Image location labeling entries
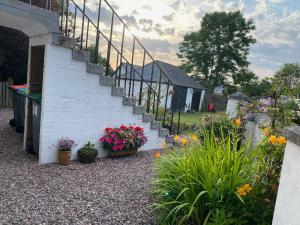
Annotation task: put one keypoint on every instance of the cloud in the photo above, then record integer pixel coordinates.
(146, 24)
(169, 17)
(130, 21)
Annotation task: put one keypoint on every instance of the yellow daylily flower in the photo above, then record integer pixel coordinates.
(281, 140)
(184, 141)
(273, 139)
(237, 122)
(176, 138)
(194, 138)
(157, 155)
(266, 131)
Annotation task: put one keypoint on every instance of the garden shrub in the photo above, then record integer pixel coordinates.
(206, 183)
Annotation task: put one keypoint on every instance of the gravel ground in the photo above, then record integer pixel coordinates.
(106, 192)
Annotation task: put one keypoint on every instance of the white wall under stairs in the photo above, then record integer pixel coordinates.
(75, 105)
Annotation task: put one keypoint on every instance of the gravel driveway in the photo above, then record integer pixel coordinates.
(106, 192)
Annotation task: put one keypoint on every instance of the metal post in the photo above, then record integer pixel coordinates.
(132, 58)
(98, 33)
(122, 47)
(67, 17)
(158, 95)
(75, 16)
(166, 102)
(142, 80)
(109, 44)
(178, 123)
(82, 25)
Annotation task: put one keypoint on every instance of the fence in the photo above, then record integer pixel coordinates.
(5, 94)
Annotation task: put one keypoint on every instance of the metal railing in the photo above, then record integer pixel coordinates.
(97, 27)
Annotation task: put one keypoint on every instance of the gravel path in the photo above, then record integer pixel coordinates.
(106, 192)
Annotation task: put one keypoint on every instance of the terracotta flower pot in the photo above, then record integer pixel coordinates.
(64, 157)
(122, 153)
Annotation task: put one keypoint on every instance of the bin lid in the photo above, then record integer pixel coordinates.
(16, 87)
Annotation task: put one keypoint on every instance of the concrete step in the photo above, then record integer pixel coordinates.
(163, 132)
(64, 41)
(139, 109)
(148, 117)
(81, 55)
(106, 81)
(129, 101)
(94, 68)
(155, 125)
(118, 91)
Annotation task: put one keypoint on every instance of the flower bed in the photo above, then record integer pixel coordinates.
(123, 140)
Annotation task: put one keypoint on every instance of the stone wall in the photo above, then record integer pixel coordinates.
(287, 208)
(74, 105)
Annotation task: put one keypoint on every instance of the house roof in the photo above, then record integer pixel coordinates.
(174, 74)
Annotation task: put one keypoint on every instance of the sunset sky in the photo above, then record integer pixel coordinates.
(161, 25)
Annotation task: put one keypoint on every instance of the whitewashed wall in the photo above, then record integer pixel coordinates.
(287, 208)
(75, 105)
(254, 123)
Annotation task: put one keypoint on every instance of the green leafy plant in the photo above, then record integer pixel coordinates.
(88, 153)
(206, 182)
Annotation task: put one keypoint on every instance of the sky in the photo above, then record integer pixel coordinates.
(161, 25)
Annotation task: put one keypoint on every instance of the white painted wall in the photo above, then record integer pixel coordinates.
(232, 108)
(201, 100)
(287, 208)
(74, 105)
(189, 97)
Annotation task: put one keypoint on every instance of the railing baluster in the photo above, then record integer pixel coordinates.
(75, 16)
(150, 90)
(142, 80)
(87, 35)
(158, 96)
(98, 33)
(166, 103)
(178, 123)
(109, 44)
(62, 15)
(171, 125)
(116, 73)
(125, 82)
(82, 25)
(67, 17)
(132, 58)
(122, 47)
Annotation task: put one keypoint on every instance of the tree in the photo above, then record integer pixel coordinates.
(219, 49)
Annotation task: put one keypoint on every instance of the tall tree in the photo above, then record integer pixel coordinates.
(219, 49)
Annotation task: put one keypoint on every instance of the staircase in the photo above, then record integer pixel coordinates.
(84, 30)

The request => Repeat the items word for word, starting at the line that contains "Annotation task: put one keypoint on every instance of the tall" and ending with the last line of the items.

Response to the task =>
Annotation task: put one keypoint on every instance of the tall tree in the photo above, then record integer pixel coordinates.
(219, 49)
Annotation task: put one keypoint on every instance of the staircase in the photo above, then record integer pixel coordinates.
(84, 30)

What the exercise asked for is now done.